• _YOUR TASK_
Return the lines from the start of the data through the line with "rough mask: <svg". Include both of those lines and no others.

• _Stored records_
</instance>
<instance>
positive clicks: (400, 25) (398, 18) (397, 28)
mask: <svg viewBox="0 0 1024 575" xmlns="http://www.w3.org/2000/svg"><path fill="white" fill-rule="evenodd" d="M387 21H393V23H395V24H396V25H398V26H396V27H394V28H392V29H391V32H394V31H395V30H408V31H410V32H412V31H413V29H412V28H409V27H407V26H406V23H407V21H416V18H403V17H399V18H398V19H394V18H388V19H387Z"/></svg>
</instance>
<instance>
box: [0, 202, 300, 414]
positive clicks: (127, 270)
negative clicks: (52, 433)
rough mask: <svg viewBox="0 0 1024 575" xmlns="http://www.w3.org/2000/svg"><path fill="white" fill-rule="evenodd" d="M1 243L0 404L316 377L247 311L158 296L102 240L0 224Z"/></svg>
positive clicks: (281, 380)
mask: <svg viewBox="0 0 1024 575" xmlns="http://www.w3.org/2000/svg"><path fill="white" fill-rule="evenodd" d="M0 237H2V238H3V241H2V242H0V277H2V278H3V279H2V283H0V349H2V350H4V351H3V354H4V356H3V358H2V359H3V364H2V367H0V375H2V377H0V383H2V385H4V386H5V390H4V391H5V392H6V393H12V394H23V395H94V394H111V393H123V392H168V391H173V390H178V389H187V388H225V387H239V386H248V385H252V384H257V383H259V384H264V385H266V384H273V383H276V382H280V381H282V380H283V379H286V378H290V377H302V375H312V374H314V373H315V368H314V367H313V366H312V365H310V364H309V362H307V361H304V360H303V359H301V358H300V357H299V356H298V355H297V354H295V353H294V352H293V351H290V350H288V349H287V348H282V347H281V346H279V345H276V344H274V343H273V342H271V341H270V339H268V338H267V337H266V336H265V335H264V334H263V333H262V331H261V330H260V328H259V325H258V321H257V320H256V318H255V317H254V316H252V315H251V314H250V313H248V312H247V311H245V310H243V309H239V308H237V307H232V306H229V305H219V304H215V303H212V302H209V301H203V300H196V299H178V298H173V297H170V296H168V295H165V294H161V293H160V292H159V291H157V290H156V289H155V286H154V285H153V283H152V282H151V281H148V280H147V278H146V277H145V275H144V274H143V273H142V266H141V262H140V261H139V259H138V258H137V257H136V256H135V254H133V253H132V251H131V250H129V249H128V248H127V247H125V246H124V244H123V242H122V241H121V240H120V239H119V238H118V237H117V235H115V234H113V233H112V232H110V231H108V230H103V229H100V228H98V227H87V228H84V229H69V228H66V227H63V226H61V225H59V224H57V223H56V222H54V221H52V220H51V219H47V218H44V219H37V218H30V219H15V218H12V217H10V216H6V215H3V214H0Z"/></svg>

• _RESPONSE TO THIS TASK_
</instance>
<instance>
positive clicks: (400, 25) (398, 18) (397, 28)
mask: <svg viewBox="0 0 1024 575" xmlns="http://www.w3.org/2000/svg"><path fill="white" fill-rule="evenodd" d="M387 21H393V23H395V24H396V25H398V26H396V27H394V28H392V29H391V32H394V31H395V30H408V31H410V32H412V31H413V29H412V28H409V27H407V26H406V23H407V21H416V18H403V17H399V18H398V19H394V18H388V19H387Z"/></svg>
</instance>
<instance>
box: [0, 202, 300, 414]
positive clicks: (127, 270)
negative clicks: (52, 433)
rough mask: <svg viewBox="0 0 1024 575" xmlns="http://www.w3.org/2000/svg"><path fill="white" fill-rule="evenodd" d="M1 243L0 404L316 377L247 311L158 296L102 240L0 224Z"/></svg>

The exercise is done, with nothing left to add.